> Exercise instructions: The required output is the line that contains "Give the outline of every instance of the snow-covered roof" plus every line after it in the listing below, copied exactly as it appears.

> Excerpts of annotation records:
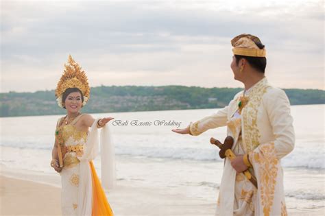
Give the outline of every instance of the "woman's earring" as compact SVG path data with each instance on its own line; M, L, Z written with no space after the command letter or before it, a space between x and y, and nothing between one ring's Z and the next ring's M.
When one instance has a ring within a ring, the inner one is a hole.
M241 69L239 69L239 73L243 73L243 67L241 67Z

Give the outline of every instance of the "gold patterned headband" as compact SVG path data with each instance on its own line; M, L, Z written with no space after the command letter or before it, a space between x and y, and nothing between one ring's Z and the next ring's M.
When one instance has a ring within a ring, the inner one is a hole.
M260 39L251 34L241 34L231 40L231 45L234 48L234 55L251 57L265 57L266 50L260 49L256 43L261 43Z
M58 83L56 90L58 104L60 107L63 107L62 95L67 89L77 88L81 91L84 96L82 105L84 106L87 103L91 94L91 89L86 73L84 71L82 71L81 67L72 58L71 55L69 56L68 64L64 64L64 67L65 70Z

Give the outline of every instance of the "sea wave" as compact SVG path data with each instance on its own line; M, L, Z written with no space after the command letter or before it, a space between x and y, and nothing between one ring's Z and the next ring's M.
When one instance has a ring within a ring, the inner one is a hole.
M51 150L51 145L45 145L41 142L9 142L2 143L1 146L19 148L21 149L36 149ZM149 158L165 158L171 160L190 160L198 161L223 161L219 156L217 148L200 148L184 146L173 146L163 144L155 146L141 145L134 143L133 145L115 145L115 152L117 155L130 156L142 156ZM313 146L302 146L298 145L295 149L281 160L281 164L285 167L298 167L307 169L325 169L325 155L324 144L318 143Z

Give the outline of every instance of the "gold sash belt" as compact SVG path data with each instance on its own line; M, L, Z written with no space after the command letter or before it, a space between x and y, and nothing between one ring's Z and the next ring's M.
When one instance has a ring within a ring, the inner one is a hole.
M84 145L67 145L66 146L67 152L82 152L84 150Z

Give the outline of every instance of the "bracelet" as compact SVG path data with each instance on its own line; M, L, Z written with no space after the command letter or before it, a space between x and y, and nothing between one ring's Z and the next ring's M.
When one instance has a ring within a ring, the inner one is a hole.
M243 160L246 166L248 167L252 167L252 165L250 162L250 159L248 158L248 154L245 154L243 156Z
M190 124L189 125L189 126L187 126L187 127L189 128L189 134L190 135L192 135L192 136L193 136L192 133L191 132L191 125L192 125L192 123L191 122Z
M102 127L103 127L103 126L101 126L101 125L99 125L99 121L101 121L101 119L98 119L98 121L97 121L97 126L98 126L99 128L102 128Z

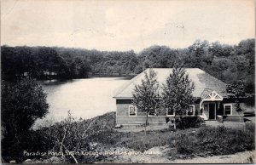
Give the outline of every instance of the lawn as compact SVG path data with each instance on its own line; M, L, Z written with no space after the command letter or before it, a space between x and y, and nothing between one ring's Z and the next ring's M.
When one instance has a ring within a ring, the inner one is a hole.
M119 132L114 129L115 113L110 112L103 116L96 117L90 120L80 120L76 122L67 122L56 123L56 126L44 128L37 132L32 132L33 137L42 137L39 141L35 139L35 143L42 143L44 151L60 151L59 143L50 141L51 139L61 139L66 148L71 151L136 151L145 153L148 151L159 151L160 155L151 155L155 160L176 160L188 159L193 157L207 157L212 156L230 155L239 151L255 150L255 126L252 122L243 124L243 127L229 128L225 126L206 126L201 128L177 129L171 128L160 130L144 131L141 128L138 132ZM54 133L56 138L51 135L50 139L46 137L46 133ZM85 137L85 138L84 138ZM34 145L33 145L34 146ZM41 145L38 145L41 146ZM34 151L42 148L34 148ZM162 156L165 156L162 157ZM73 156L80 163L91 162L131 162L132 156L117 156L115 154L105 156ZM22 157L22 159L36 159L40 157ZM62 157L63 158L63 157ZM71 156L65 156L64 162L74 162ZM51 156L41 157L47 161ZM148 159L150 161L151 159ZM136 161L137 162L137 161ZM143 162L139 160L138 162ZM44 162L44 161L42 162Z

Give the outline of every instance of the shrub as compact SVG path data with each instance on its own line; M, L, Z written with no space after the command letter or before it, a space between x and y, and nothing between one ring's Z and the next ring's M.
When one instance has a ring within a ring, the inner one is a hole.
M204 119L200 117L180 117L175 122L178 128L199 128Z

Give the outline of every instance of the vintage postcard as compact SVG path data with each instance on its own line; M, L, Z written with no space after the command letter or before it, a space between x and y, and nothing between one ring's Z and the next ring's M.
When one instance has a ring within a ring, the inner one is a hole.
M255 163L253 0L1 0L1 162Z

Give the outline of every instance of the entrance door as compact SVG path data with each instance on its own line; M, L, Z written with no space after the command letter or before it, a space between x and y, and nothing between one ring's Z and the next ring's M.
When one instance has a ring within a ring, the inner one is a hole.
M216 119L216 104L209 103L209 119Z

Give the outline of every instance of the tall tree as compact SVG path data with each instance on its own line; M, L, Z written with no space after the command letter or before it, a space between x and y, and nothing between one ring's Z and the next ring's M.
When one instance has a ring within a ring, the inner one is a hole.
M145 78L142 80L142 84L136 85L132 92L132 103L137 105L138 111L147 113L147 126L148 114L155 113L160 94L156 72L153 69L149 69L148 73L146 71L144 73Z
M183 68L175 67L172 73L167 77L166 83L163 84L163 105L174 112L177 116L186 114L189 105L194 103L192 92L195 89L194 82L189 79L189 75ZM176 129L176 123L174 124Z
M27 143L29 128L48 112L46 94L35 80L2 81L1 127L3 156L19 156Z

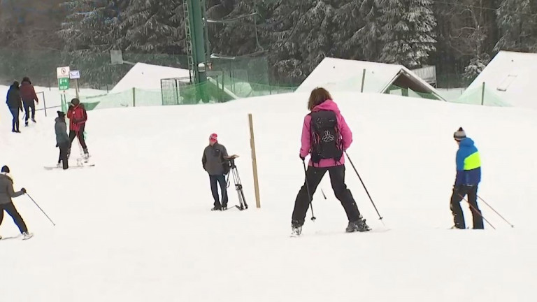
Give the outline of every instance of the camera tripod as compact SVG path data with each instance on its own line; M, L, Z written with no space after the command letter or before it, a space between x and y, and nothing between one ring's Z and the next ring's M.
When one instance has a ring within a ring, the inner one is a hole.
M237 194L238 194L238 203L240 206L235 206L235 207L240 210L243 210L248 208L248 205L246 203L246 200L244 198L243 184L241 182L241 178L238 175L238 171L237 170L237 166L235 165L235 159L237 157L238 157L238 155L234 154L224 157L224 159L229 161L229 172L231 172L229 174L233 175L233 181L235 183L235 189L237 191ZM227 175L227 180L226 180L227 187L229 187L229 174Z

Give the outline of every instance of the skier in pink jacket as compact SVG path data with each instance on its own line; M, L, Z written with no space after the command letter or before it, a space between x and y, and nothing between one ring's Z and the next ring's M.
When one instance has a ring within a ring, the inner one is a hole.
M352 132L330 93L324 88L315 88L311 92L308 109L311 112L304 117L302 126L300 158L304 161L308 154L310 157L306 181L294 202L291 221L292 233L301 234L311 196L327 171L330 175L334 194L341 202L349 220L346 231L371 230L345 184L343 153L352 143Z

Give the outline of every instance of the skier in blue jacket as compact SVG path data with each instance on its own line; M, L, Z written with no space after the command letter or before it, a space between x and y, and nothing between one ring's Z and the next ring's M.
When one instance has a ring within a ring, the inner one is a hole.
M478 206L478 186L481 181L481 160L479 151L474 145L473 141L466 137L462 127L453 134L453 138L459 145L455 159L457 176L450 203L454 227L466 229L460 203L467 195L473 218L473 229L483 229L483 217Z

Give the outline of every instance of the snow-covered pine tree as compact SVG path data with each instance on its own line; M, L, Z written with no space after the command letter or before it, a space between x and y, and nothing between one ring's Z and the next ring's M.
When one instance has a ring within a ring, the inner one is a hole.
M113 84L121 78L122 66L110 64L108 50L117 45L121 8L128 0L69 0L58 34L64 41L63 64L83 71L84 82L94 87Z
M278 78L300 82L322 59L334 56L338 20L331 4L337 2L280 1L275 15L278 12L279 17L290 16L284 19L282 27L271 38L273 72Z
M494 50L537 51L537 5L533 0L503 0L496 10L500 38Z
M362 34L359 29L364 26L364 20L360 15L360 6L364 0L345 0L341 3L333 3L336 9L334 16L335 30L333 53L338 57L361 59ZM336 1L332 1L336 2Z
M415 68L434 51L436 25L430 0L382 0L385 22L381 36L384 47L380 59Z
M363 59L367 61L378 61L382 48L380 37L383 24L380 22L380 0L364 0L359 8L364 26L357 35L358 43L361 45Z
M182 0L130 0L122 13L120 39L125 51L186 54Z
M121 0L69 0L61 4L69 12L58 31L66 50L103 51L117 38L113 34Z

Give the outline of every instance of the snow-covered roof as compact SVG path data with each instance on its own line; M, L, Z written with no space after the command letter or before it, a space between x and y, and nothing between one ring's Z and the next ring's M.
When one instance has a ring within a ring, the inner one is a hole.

> Final answer:
Give the outline of every instance of the snow-covered roof as compact SVG path data with each instance on its own line; M, L, Z written with no space after the command letter or before it, a space between x and y, and nothing between one ring's Z and the next ring's M.
When one instance has a ring within a ring, the inner one is a hole.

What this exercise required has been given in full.